PROBLEM STATEMENT
Arrange the lines from the one containing "logo on helmet, one point per instance." through the one containing "[[123, 71], [211, 72], [159, 71], [116, 125]]" as a two-column CSV with the headers text and answer. Give one row for each labeling line and the coordinate line that follows it, enclose every field in quotation marks, replace line breaks with spaces, and omit the pictures.

#### AVAILABLE DATA

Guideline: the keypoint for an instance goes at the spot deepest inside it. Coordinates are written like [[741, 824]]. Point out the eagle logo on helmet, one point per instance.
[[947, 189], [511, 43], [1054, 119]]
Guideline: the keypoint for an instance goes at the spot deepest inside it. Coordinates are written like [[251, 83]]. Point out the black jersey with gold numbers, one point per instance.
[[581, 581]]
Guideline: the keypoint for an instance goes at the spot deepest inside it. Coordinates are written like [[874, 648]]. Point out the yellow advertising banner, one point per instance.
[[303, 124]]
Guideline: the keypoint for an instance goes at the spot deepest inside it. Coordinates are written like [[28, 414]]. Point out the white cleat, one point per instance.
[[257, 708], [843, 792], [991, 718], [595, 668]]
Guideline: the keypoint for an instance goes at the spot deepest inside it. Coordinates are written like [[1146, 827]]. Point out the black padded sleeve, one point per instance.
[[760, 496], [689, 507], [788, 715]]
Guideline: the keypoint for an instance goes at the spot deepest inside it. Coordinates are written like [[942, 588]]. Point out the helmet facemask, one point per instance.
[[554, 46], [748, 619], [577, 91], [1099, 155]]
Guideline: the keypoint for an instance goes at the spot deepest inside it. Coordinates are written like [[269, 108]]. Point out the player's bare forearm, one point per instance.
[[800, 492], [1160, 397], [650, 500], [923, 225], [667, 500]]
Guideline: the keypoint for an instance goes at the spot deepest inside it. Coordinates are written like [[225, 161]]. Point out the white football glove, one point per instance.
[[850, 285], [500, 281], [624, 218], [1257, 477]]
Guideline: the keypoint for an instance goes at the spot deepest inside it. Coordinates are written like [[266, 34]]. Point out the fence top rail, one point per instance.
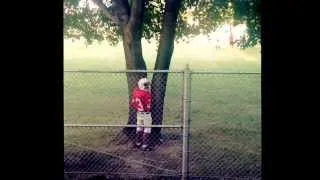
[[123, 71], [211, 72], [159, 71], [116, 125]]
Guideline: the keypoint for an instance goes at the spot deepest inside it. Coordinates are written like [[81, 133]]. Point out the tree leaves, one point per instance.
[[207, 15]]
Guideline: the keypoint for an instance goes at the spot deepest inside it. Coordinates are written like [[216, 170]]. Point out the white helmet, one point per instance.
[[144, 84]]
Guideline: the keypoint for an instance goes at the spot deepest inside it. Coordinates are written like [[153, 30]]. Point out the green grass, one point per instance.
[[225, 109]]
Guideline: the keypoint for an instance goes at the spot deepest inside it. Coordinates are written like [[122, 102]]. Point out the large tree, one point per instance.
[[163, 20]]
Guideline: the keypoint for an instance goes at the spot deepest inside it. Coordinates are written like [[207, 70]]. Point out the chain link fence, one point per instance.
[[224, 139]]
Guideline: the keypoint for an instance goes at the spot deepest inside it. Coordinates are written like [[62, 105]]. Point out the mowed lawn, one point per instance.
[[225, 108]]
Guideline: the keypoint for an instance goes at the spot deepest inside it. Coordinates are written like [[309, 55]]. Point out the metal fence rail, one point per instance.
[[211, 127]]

########
#### AVAILABLE DATA

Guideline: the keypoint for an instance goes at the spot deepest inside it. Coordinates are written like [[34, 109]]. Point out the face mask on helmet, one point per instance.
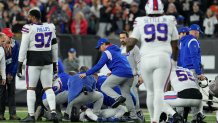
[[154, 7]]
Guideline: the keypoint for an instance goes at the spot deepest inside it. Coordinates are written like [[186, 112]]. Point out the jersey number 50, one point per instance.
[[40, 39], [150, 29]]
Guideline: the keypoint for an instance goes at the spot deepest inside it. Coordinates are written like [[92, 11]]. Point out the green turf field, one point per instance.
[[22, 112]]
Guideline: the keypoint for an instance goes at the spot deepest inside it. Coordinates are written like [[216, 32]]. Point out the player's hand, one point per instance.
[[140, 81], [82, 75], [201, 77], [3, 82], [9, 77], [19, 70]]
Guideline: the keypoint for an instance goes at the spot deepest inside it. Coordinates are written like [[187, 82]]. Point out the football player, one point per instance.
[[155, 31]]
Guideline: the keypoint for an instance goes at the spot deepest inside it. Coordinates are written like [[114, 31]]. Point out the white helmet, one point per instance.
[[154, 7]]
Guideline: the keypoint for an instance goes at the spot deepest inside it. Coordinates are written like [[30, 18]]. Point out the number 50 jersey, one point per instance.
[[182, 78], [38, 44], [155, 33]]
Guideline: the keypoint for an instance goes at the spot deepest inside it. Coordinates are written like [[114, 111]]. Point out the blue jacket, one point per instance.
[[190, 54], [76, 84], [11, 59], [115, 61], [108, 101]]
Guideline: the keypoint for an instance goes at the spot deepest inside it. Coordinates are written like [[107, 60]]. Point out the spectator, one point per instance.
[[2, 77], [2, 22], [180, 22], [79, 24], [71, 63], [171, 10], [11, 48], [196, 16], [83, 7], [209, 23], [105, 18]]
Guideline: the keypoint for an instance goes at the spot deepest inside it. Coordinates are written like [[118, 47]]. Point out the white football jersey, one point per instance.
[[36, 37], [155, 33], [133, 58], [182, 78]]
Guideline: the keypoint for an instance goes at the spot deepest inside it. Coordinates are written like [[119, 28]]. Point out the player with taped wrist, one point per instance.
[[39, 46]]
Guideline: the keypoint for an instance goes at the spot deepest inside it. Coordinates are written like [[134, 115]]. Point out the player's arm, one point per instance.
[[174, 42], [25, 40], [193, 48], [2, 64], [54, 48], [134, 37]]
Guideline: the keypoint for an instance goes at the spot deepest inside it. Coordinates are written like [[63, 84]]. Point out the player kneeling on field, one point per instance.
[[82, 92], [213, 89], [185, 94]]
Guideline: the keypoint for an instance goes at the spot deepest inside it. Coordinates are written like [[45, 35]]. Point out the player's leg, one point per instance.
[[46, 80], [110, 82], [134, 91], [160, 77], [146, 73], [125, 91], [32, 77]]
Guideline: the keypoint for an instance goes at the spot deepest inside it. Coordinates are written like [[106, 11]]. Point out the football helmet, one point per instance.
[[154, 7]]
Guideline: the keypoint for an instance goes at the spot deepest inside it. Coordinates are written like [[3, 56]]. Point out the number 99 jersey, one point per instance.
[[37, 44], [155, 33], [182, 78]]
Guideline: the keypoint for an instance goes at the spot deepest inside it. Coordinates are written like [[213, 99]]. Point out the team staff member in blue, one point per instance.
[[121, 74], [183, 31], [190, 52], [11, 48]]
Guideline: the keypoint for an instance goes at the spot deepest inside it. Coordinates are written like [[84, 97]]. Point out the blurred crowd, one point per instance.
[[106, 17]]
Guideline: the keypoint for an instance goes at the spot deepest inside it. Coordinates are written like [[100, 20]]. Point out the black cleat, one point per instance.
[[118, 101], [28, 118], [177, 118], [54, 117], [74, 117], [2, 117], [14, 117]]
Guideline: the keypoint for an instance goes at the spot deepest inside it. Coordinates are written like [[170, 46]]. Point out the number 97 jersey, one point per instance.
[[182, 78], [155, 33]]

########

WRITTEN SOLUTION
text,answer
"Guideline: the keypoint for an instance goes at the spot deepest inside it. Coordinates are written like [[741, 824]]. Point out the eagle logo on helmet, one point per instance.","[[947, 189], [511, 43], [1054, 119]]"
"Guideline: the keypoint for an instance goes at the spot deepest inside it. Coordinates are written like [[251, 83]]. Point out the black jersey with gold numbers, one point per instance.","[[581, 581]]"
"Guideline: the keypoint for an instance goes at the spot deepest inside it. Coordinates are written like [[874, 648]]. Point out the yellow advertising banner, one point per instance.","[[303, 124]]"
"Guideline: the keypoint for an instance goes at the spot deepest inside it. Coordinates are written like [[28, 414]]. Point out the white cleat, one point per instance.","[[257, 708], [843, 792], [991, 718], [595, 668]]"
"Guideline: the keypoint for an instance goes at the spot deepest inside it. Coordinates are written like [[1146, 827]]. Point out the black padded sleeve, one point per instance.","[[760, 496], [689, 507], [788, 715]]"
"Guideline: the keypoint for an instance goes at the spot deepest inside it. Coordinates are written like [[942, 588]]. Point out the helmet facemask, one point per instance.","[[554, 46], [748, 619], [577, 91], [1099, 155]]"
"Guideline: the keypoint for an instance goes at the spot deepest inside it. Coordinates are written like [[269, 108]]. Point out the player's bare forearm, one point per instance.","[[800, 492], [1160, 397], [650, 500], [923, 225], [667, 500]]"
"Guideline: the keypoint for an instance goes at the spot deepest inside it. Coordinates are written like [[225, 161]]. Point out the white football glove, one point per instance.","[[850, 285], [500, 281], [624, 218], [1257, 477]]"
"Guideline: the keypoint for an instance goes at the spot deepest inside it. Coordinates are written like [[266, 34]]. Point out the fence top rail, one point per instance.","[[123, 71], [211, 72], [159, 71], [116, 125]]"